EXERCISE DIRECTIONS = Copy the passage on Mexican expatriate voting from "Posted on 07/02/2006" up to and including "participate next time.", changing "housewife" to "homemaker".

Posted on 07/02/2006 9:45:17 PM PDT by garbageseeker
LOS ANGELES - A potentially powerful expatriate voting bloc likely will have little effect on Mexico's presidential race because of the illegal status of many who live in the United States.
Thousands of Mexican expatriates streamed into border towns Sunday to vote in their homeland's elections and others were allowed to cast absentee ballots for the first time. Still, many more were disenfranchised by their fear of crossing the border as undocumented residents.
"I really wanted to vote, but I don't have papers so I couldn't go to Mexico" to get a voter card, said Adriana Lopez, 27, a housewife and illegal immigrant in Orange County, south of Los Angeles.
Still, others expressed hope that more would participate next time.
"The main thing is, the door has been opened" for expatriates to vote, Jesus Hernandez, 47, one of only 13,500 Mexicans in California who sent in ballots. "Later, we can reconstruct the procedures to make it easier in the future."
When Mexico's congress passed a law last year extending suffrage to expatriates, Mexicans in the U.S. hailed it as overdue recognition of the billions of dollars they send home every year.

Point-per-instance localization data:
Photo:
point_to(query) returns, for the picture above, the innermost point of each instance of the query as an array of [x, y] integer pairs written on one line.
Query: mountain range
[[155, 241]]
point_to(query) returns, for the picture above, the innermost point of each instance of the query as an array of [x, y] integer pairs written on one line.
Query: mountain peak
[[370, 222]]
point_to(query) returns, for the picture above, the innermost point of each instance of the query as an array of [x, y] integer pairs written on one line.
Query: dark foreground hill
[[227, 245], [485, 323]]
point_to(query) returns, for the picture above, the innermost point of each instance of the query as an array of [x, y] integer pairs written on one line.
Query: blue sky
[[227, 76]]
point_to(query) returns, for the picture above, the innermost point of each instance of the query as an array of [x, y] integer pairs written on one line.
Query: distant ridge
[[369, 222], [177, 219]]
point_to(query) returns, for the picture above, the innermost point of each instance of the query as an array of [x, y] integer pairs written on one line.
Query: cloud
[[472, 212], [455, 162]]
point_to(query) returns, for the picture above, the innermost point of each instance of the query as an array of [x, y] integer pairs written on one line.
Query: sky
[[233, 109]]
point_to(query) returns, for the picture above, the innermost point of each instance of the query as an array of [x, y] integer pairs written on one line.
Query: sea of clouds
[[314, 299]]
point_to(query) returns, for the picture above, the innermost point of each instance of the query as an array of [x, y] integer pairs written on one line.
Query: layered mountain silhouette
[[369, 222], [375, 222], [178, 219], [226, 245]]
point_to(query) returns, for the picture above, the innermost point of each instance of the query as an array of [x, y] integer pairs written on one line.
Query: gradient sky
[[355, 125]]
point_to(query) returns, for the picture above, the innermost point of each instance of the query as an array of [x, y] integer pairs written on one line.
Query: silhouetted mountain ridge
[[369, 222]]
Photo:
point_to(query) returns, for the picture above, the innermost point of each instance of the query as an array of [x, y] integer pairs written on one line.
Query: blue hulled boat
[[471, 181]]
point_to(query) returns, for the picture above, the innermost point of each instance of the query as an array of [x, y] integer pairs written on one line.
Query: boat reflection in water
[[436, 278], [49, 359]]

EXERCISE OUTPUT =
Posted on 07/02/2006 9:45:17 PM PDT by garbageseeker
LOS ANGELES - A potentially powerful expatriate voting bloc likely will have little effect on Mexico's presidential race because of the illegal status of many who live in the United States.
Thousands of Mexican expatriates streamed into border towns Sunday to vote in their homeland's elections and others were allowed to cast absentee ballots for the first time. Still, many more were disenfranchised by their fear of crossing the border as undocumented residents.
"I really wanted to vote, but I don't have papers so I couldn't go to Mexico" to get a voter card, said Adriana Lopez, 27, a homemaker and illegal immigrant in Orange County, south of Los Angeles.
Still, others expressed hope that more would participate next time.